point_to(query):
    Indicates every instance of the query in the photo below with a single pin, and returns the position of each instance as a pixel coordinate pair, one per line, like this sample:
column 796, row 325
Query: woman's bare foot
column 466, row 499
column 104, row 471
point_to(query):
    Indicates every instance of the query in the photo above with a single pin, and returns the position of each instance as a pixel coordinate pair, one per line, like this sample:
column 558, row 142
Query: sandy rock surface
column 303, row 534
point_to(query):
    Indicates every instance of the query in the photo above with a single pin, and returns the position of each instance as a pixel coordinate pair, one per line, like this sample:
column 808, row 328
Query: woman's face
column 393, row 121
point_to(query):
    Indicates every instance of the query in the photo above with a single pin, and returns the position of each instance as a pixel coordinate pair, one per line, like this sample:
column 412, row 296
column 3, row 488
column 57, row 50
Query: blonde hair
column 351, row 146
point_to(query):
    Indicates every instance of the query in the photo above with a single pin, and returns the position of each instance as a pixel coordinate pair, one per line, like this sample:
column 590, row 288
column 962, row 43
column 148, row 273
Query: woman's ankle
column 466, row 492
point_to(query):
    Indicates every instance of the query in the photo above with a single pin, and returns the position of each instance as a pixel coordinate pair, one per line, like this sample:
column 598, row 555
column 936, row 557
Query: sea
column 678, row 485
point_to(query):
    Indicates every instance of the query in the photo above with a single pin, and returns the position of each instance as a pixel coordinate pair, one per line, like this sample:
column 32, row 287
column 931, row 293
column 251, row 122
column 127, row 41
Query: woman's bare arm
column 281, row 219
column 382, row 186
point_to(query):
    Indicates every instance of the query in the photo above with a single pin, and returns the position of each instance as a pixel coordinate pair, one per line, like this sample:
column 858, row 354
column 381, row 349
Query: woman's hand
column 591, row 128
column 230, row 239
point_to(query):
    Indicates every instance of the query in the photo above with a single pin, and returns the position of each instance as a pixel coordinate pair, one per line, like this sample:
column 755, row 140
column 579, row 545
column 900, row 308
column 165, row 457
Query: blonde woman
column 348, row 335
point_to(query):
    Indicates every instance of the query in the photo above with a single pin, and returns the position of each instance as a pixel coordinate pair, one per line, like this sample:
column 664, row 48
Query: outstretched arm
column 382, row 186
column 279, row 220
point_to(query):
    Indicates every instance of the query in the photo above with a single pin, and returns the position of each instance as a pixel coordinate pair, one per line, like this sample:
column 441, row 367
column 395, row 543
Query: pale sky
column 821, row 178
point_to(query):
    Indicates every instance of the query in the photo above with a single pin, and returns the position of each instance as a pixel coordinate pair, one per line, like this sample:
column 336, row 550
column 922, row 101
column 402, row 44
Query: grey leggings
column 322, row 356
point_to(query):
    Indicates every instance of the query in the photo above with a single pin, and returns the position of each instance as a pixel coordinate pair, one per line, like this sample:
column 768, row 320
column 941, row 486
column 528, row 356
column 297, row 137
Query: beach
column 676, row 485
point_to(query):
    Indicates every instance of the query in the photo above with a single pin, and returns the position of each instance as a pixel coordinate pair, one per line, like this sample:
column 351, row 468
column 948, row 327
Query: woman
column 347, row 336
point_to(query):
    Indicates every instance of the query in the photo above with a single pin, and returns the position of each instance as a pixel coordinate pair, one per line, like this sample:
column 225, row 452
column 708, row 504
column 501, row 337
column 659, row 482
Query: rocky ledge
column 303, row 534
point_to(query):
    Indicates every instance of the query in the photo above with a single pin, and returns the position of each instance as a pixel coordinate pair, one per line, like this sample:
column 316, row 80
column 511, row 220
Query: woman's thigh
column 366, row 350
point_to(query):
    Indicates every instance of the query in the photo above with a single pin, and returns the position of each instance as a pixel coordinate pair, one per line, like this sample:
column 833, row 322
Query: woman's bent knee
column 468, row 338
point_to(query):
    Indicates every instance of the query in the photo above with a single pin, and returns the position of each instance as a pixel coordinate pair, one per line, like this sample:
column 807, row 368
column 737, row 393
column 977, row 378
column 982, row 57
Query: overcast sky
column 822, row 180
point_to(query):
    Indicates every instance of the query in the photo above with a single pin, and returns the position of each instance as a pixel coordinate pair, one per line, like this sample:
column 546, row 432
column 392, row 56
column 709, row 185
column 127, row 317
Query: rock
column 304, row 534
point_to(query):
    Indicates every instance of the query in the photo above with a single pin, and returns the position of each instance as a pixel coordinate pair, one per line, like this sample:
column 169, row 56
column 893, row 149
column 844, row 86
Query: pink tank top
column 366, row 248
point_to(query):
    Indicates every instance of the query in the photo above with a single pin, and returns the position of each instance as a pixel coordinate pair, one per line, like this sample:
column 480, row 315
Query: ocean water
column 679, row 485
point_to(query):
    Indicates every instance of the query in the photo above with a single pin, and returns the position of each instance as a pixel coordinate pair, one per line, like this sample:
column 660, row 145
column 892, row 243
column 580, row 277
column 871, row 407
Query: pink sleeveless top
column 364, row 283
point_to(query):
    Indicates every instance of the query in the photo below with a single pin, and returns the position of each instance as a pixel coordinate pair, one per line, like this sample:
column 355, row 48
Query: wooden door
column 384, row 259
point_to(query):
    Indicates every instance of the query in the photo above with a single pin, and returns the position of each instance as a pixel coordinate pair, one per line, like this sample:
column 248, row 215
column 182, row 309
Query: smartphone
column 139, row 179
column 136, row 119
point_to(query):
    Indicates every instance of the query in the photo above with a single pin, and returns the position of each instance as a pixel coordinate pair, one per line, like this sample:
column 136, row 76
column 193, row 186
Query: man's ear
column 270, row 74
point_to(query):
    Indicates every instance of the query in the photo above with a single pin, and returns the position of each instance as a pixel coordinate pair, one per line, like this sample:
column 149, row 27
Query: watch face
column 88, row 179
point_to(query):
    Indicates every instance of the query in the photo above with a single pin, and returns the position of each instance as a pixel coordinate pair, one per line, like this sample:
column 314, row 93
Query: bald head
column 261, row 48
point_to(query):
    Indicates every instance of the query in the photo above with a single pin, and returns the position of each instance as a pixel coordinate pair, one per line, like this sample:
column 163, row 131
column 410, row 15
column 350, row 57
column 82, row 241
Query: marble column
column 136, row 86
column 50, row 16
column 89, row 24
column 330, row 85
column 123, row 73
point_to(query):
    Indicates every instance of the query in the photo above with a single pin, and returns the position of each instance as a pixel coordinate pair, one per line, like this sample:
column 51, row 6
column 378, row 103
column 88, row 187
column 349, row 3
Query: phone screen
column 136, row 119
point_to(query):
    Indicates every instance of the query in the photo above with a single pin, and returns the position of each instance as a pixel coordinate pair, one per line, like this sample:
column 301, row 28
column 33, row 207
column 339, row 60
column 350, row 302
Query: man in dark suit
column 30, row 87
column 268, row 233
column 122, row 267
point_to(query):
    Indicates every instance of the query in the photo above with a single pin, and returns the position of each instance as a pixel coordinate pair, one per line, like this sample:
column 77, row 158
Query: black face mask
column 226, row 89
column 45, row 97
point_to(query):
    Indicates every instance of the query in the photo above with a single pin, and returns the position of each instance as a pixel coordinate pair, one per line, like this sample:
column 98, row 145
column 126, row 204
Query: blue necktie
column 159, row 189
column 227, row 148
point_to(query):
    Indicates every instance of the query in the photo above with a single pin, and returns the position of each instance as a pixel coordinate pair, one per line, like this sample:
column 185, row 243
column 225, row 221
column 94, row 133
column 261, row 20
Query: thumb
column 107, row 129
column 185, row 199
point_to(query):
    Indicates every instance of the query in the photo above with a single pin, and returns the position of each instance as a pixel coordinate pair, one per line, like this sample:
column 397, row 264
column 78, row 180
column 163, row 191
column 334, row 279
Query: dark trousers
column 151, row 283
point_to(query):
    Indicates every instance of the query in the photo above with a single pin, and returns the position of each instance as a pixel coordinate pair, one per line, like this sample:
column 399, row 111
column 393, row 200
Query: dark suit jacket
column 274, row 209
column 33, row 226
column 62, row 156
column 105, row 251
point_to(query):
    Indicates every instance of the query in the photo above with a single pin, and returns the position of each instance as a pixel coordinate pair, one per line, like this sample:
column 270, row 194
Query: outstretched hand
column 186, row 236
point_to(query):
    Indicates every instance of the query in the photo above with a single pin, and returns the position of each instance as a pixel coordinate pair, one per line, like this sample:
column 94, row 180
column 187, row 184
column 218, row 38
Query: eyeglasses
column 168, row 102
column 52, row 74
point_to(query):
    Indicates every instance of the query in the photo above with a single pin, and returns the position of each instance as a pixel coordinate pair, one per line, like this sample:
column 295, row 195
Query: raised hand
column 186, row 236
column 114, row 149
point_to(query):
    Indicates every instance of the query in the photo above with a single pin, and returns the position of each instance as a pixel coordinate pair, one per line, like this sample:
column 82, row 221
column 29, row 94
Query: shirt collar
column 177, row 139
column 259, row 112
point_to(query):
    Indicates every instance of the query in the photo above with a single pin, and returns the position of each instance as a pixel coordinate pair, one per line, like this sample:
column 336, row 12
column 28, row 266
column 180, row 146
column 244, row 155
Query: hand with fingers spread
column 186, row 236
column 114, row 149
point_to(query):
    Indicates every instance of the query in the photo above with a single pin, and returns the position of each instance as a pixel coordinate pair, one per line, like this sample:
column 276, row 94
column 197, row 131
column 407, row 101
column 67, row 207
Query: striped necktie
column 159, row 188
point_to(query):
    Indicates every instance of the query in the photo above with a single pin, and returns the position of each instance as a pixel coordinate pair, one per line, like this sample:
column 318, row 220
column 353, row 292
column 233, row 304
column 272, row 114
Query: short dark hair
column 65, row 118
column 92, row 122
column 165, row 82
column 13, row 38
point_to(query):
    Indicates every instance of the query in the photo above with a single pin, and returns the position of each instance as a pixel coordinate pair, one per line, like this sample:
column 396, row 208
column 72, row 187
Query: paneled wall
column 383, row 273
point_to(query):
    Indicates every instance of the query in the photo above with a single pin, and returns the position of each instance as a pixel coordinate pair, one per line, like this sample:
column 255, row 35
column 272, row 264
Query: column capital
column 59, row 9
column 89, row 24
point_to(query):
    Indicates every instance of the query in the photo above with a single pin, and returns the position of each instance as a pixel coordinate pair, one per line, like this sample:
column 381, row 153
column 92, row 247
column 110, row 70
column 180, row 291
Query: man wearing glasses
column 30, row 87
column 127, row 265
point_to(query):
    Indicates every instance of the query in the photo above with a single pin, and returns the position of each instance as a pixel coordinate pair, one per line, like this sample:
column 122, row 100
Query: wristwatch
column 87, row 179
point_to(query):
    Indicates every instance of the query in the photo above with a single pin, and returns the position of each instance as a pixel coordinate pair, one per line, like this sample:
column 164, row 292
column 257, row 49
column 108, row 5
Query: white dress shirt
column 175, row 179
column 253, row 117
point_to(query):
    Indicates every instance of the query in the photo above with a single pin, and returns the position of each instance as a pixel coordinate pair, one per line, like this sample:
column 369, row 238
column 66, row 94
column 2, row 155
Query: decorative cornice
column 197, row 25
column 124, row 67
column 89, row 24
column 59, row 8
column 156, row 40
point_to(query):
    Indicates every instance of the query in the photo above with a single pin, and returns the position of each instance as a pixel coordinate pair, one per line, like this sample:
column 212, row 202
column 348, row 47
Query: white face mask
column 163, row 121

□ □ □

EXERCISE → Output the material as a Markdown table with the columns "Row" and "Text". Start at the first line of the material and stop after the line containing "column 678, row 485", leaving out blank lines.

RESPONSE TO THE EXERCISE →
| Row | Text |
|---|---|
| 1 | point_to(query): |
| 2 |     Indicates every instance of the query in the photo below with a single pin, and returns the position of each instance as a pixel coordinate pair, one per line, like this sample: |
| 3 | column 796, row 325 |
| 4 | Query: woman's bare foot |
| 5 | column 466, row 499 |
| 6 | column 104, row 471 |
| 7 | point_to(query): |
| 8 |     Indicates every instance of the query in the photo above with a single pin, and returns the position of each instance as a pixel coordinate pair, one per line, like this sample: |
| 9 | column 558, row 142 |
| 10 | Query: sandy rock surface |
| 11 | column 303, row 534 |
| 12 | point_to(query): |
| 13 |     Indicates every instance of the query in the photo above with a single pin, and returns the position of each instance as a pixel coordinate pair, one per line, like this sample: |
| 14 | column 808, row 328 |
| 15 | Query: woman's face |
| 16 | column 393, row 121 |
| 17 | point_to(query): |
| 18 |     Indicates every instance of the query in the photo above with a single pin, and returns the position of each instance as a pixel coordinate pair, one per line, like this sample: |
| 19 | column 412, row 296 |
| 20 | column 3, row 488 |
| 21 | column 57, row 50 |
| 22 | Query: blonde hair |
| 23 | column 351, row 146 |
| 24 | point_to(query): |
| 25 |     Indicates every instance of the query in the photo above with a single pin, and returns the position of each instance as a pixel coordinate pair, one per line, like this sample: |
| 26 | column 590, row 288 |
| 27 | column 962, row 43 |
| 28 | column 148, row 273 |
| 29 | Query: woman's ankle |
| 30 | column 466, row 492 |
| 31 | point_to(query): |
| 32 |     Indicates every instance of the query in the photo above with a single pin, and returns the position of each instance as a pixel coordinate pair, one per line, like this sample: |
| 33 | column 598, row 555 |
| 34 | column 936, row 557 |
| 35 | Query: sea |
| 36 | column 678, row 485 |